[Records from a collection]
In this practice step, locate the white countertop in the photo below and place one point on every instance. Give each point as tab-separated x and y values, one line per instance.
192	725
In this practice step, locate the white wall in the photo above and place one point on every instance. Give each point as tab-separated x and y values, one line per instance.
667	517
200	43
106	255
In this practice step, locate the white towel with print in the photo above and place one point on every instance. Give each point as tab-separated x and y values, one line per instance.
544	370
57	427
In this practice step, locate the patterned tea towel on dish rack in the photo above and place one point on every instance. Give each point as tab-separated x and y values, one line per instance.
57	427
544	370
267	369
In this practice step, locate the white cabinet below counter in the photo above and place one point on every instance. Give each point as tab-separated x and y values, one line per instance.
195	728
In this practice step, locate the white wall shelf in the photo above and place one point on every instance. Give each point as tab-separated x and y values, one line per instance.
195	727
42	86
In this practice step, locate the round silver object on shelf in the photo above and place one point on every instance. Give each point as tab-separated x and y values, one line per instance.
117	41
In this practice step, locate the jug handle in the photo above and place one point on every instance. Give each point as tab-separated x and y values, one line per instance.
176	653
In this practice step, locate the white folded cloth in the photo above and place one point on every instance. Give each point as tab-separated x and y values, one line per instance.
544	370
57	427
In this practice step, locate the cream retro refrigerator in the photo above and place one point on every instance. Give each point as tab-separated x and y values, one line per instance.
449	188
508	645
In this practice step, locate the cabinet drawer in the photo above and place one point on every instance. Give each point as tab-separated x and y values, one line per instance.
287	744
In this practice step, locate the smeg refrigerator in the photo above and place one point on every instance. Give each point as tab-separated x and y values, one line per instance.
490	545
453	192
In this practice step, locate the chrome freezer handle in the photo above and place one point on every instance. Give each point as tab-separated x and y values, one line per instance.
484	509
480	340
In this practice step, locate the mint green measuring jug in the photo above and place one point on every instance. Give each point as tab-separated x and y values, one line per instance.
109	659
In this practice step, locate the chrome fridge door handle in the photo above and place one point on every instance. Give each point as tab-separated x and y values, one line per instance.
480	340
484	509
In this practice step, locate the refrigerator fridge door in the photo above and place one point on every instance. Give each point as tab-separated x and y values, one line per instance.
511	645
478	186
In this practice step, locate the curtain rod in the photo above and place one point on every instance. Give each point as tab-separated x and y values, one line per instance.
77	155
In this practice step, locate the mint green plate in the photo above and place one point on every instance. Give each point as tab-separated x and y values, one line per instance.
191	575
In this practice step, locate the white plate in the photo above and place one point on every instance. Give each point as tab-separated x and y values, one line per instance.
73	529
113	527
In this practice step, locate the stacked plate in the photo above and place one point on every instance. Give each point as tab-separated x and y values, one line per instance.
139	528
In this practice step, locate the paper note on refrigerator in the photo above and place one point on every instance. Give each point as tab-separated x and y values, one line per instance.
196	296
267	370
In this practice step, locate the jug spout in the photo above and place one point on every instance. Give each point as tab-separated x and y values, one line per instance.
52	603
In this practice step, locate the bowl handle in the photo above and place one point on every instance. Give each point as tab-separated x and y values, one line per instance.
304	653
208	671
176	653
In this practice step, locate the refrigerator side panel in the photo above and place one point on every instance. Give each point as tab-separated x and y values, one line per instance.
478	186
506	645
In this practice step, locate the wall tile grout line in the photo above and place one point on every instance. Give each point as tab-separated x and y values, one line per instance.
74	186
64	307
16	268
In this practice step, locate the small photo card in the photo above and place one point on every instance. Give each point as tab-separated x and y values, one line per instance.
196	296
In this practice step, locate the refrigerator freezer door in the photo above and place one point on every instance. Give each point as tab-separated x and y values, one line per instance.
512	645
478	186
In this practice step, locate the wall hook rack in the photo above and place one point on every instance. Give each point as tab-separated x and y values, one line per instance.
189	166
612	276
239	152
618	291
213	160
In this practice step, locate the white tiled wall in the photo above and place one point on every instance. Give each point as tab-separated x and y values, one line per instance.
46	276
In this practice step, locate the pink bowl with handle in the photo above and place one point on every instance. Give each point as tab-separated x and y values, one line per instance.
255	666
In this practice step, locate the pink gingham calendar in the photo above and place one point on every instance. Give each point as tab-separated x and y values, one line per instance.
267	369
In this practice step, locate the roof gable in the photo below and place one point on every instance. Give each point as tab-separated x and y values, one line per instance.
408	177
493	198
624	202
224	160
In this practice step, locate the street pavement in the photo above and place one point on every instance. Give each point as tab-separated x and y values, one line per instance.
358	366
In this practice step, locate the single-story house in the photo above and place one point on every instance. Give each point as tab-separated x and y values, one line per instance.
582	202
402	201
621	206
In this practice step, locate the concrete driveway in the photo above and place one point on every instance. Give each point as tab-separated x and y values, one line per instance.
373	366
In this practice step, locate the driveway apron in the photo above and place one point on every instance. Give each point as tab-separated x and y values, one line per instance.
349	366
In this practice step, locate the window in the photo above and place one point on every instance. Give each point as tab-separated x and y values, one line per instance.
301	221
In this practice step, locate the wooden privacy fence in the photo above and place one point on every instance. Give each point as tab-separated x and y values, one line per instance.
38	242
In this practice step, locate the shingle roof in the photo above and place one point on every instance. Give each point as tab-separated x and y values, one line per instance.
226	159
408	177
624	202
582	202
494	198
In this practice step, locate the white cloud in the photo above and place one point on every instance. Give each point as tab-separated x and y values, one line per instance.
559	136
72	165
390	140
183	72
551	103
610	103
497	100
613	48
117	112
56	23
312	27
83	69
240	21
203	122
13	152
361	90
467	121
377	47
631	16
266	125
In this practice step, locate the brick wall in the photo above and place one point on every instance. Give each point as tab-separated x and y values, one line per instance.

## TASK TO CARRY OUT
Extract each line from the listing above, please, and repeat it exactly.

## SOLUTION TO THE PROBLEM
In this practice step, locate the white countertop in the photo below and place one point on every instance. Give each point as tab-separated x and y values, one line per instance.
192	725
In this practice step, locate the white wall in the photo above and place one point on every instance. Give each point as tab-separated x and y values, one line per instance.
667	517
200	43
106	255
In this practice step, locate the white towel with print in the photo above and place one point on every instance. Give each point as tab-separated x and y values, one line per instance.
544	370
57	427
In this practice step, locate the patterned tea towel on dish rack in the photo above and place one point on every instance. Give each point as tab-separated x and y values, one line per instance.
57	427
544	370
267	369
In this practice step, locate the white cabinet below counter in the photo above and place one point on every instance. Give each point as tab-separated x and y values, one line per instance.
195	728
In this practice step, locate the white wall shelf in the photo above and place one point on every instance. Give each point as tab-separated x and y values, one line per instance.
195	727
42	86
In this practice step, locate the round silver object on shelf in the photo above and place one point on every instance. Give each point as tab-separated x and y values, one line per instance.
117	41
In this practice step, locate the jug handle in the photo above and place one point on every instance. Give each point as tab-separated x and y values, one line per instance.
176	653
In this practice step, locate the white folded cloth in the photo above and place one point on every instance. Give each point as tab-separated x and y values, one line per instance.
544	370
57	427
In this practice step, locate the cream retro refrigerator in the photo above and place one point on every instance. Give each point as tab-separated x and y values, one line per instance.
449	188
508	645
In this practice step, locate the cabinet drawer in the photo above and place one point on every instance. Give each point as tab-separated x and y values, one line per instance.
287	744
In this practice step, locate the smeg refrigerator in the photo above and place one point on every instance. Give each point as tab-separated x and y values, one line per instance.
490	545
453	192
In this practice step, locate the chrome freezer handle in the photo above and place one point on every instance. Give each point as tab-separated x and y values, one line per instance.
484	509
480	340
In this practice step, locate the mint green measuring jug in the photo above and place one point on every instance. Give each point as tab-separated x and y values, one line per instance.
109	659
In this practice step, locate the chrome fridge door handle in the photo above and place one point on every instance. Give each point as tab-separated x and y values, one line per instance.
480	340
484	509
In this practice step, locate the refrigerator fridge door in the photo above and place one point on every instance. Give each point as tab-separated x and y values, one line per instance.
511	645
478	186
In this practice step, locate the curtain rod in the photo above and place one point on every instance. Give each point as tab-separated x and y values, one line per instance.
77	155
In this practice step, locate the mint green plate in the photo above and place one point on every instance. Give each point as tab-separated x and y values, one line per instance.
191	575
In this practice step, locate the white plate in the photo above and place one point on every instance. Give each point as tab-separated x and y values, one line per instance.
73	529
113	527
In this practice step, locate the stacked plate in the photo above and place one point on every instance. Give each point as tab-separated x and y values, one line per instance.
139	528
In this practice step, locate the paper note on refrigerator in the photo above and place one point on every instance. Give each point as tab-separated x and y values, one line per instance.
196	296
267	370
In this practice step, locate the jug spout in the photo above and place one point on every instance. Give each point as tab-separated x and y values, one line per instance.
52	603
In this practice step, locate the bowl handle in the photo above and place one point on every instance. Give each point as tab-separated x and y values, one line per instance.
304	653
208	671
176	653
In this practice step, locate the refrigerator side panel in the photo above and place one point on every instance. Give each point as tab-separated x and y values, one line per instance.
478	186
506	645
In this practice step, locate the wall tile grout line in the photo above and place one point on every instance. Give each point as tab-separated x and y values, one line per instance.
74	186
64	307
16	268
In this practice step, locate the small photo card in the photo above and place one point on every instance. Give each point as tab-separated x and y values, one line per instance.
196	296
In this practice step, locate the refrigerator freezer door in the photo above and place one point on every instance. Give each point as tab-separated x and y values, one line per instance.
512	645
478	186
In this practice step, locate the wall hook rack in the photo above and place one point on every instance. Give each point as tab-separated x and y values, one line per instance.
189	166
612	276
239	152
618	291
213	160
In this practice step, locate the white tiled wall in the photo above and place one point on every instance. Give each point as tab-separated x and y values, one line per instance.
46	276
In this practice step, locate the pink bowl with handle in the photo above and place one point on every instance. Give each point as tab-separated x and y values, one line per instance.
255	666
In this practice step, locate the pink gingham calendar in the photo above and place one point on every instance. Give each point as tab-separated x and y values, one line per instance.
267	369
In this practice step, locate the roof gable in the photo below and place one point on every instance. Give each point as tab-separated x and y values, one line per instance.
408	177
493	198
624	202
224	160
In this practice step, locate the street pavement in the photo above and place one point on every instance. Give each point as tab-separated x and y values, one line per instance.
358	366
In this practice step, locate the single-story house in the photo above and place one point on every instance. Give each point as tab-separated x and y values, one line per instance.
582	202
402	201
621	206
In this practice step, locate the concrete driveway in the photo above and place one point on every instance. Give each point as tab-separated x and y values, one line per instance.
373	366
In this practice step, locate the driveway apron in the photo above and place one point on every instance. Give each point as tab-separated x and y values, one line per instance.
349	366
In this practice step, locate the window in the photo above and place one point on every instance. Give each point as tab-separated x and y values, one line per instance.
301	221
In this practice step, locate the wooden privacy fence in the photo above and place one point on every instance. Give each point as tab-separated x and y values, one line per instance.
38	242
In this practice step, locate the shingle roof in the photo above and place one point on every instance. Give each point as tab-separated x and y values, one line per instance.
226	159
408	177
624	202
582	202
494	198
In this practice step, locate the white cloud in the photo above and place one point on every instance. Give each point as tab-separated x and y values, one line per instance.
559	136
72	165
390	140
183	72
551	103
610	103
497	100
613	48
117	112
56	23
312	27
83	69
240	21
203	122
13	152
361	90
467	121
377	47
631	16
266	125
In this practice step, locate the brick wall in the photo above and place one point on every instance. Give each point as tab-separated x and y values, one line per instance.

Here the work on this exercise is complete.